» Source document
----
Posted: 01.09.2003, 00:22
by Mario
Hello all,

Although very beautiful (thank you Astroboy) the California Nebula is only a thousand years from earth. This means I see it clearly from the solar system which I confess, I don't like.

Is there any way I can alter the apparent size so that I can better simulate what exactly one can see from the earth (which is just a glimpse and even so only under good conditions)?

Mario

Posted: 01.09.2003, 16:13
by selden
Mario,

If you change the Distance from 1500ly to 1000ly, you need to reduce the Radius in the same proportions, from 47 to 31.

The California Nebula is quite large in the sky: almost 3 degrees long, and slightly wider than the full moon. It is difficult to see because it is so dim. Astroboy's image is taken from a long exposure photograph, which makes it look much brighter. Unfortunately, Celestia does not (yet) provide brightness controls for Nebulae.

Also, for what it's worth, SEDS says that the nebula probably is illuminated by Xi Per. Celestia shows that star to have been measured by Hipparcos to have a distance of about 1772 ly. I think this suggests that the nebula is rather more than 1000 ly away, but closer to us than the star. (If it were further away than the star, we'd see it as a reflection nebula instead of as an emission nebula.) Many of the old distance guestimates have been thrown into confusion by Hipparcos.
----
(Labeled-object pointing entries)
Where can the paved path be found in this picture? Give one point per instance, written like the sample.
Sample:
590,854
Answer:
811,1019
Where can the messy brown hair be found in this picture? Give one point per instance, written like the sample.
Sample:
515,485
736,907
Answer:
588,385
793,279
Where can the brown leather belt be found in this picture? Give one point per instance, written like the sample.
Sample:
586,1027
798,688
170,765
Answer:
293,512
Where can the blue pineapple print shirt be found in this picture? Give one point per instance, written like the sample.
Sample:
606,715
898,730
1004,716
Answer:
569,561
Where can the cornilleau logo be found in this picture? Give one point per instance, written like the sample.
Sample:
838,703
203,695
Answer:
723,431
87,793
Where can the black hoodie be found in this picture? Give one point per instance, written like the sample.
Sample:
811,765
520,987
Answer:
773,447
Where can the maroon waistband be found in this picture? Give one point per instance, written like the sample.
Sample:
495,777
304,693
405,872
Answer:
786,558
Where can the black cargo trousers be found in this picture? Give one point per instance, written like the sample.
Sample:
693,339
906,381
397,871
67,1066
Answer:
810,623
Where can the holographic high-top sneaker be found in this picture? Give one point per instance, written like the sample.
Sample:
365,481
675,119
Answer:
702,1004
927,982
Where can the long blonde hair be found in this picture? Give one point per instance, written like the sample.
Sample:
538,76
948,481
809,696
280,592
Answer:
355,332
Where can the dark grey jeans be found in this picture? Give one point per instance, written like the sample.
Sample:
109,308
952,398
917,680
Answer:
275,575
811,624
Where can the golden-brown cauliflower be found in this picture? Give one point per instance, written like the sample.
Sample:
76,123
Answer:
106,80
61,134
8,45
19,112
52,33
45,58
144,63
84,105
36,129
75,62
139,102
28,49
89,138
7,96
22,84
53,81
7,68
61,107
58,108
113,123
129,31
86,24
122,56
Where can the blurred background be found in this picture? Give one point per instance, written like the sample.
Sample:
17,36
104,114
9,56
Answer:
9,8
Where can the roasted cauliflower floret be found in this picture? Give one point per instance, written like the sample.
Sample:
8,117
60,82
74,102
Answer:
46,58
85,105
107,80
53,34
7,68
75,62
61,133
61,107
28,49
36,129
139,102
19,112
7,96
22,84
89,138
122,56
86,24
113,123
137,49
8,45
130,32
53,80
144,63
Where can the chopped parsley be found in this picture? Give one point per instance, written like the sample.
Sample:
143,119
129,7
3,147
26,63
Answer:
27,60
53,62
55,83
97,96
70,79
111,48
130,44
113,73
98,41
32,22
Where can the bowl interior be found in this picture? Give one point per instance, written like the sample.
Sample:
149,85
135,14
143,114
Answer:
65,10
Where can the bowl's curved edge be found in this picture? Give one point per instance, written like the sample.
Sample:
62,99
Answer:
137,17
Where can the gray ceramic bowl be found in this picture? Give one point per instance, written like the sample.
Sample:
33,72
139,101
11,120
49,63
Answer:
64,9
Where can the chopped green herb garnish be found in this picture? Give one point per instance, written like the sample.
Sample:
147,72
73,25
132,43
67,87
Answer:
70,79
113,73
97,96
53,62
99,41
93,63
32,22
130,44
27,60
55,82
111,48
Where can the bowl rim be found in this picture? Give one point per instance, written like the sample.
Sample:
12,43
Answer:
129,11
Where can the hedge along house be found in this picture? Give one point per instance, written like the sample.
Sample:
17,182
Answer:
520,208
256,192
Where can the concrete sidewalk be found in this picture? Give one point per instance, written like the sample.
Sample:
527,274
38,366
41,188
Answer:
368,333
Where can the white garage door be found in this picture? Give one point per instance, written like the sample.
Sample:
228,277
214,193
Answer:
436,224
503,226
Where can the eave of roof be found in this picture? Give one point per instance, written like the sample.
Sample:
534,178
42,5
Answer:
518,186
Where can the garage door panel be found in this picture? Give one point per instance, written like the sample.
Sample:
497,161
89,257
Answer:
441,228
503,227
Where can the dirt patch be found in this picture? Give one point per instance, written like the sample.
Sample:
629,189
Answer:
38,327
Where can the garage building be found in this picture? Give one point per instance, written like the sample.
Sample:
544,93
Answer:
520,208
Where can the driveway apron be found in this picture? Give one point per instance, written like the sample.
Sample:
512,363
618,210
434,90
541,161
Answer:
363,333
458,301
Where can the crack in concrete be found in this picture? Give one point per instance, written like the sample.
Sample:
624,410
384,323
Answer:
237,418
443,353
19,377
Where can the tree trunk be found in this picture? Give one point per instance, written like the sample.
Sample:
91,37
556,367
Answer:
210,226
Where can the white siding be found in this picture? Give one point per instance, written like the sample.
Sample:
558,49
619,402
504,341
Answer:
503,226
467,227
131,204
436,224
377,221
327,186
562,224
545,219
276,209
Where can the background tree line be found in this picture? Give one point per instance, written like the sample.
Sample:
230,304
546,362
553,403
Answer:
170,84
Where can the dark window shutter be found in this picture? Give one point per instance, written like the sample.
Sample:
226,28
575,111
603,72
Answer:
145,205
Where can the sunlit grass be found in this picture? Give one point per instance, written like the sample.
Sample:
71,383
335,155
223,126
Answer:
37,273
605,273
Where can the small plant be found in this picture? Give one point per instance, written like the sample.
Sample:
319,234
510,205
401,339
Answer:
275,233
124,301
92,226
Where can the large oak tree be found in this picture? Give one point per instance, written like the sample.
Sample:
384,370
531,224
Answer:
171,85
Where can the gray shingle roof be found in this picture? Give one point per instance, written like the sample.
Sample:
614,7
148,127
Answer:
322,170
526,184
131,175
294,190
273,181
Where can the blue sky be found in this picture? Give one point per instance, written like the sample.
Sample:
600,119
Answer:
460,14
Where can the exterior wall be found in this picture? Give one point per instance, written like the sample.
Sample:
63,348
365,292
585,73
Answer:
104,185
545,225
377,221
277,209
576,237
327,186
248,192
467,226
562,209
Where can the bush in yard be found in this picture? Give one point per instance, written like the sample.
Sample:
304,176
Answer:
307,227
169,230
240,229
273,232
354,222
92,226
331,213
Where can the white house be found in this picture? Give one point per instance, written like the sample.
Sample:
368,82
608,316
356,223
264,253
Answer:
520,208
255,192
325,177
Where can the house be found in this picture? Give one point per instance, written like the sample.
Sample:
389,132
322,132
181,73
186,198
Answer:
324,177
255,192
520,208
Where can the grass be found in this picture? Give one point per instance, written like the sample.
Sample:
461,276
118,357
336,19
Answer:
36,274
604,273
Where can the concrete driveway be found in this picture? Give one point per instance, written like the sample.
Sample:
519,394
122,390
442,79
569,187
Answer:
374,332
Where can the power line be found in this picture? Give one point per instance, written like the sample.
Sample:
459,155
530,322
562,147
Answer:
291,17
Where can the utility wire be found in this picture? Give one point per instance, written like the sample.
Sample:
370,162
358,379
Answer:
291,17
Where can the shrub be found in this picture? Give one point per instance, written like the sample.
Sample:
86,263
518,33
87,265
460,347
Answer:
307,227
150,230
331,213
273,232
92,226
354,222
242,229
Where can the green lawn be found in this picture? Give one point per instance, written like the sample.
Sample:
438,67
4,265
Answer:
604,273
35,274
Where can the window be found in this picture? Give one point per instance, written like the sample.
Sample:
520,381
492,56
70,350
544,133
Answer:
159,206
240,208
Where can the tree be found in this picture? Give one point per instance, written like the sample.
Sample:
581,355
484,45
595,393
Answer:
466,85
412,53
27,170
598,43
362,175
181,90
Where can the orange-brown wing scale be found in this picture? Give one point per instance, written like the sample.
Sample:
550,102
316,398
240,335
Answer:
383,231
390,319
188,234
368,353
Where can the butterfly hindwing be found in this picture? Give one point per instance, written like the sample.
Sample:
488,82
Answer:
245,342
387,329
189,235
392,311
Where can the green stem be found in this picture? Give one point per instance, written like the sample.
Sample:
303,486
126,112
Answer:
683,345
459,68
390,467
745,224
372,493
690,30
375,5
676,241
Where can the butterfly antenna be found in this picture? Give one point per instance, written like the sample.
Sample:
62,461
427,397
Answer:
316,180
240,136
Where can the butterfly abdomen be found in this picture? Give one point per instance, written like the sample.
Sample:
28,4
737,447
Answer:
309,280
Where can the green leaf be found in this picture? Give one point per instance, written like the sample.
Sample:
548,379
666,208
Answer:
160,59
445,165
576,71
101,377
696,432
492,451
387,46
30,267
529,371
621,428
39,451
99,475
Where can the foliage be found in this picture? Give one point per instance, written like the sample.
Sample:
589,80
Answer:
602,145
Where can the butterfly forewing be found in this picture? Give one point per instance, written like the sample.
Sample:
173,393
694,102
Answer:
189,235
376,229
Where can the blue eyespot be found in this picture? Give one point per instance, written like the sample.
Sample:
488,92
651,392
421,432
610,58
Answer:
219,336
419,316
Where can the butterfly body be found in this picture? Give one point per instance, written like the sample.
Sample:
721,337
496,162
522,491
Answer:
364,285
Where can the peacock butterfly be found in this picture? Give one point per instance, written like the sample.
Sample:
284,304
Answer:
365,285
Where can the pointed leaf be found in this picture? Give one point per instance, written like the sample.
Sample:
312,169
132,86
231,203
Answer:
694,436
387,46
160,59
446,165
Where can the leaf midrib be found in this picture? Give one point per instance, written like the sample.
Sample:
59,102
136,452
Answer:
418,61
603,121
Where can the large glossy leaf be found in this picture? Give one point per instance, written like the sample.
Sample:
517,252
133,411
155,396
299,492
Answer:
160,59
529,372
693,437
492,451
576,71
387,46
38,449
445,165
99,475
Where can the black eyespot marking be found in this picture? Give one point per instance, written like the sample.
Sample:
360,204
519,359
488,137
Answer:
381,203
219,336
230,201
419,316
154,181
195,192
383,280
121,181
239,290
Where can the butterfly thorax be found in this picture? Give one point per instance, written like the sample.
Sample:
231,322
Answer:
----
In the forum thread on the California Nebula, what distance does Celestia show for the star Xi Per, as measured by Hipparcos?

» Solution to this task
About 1772 ly.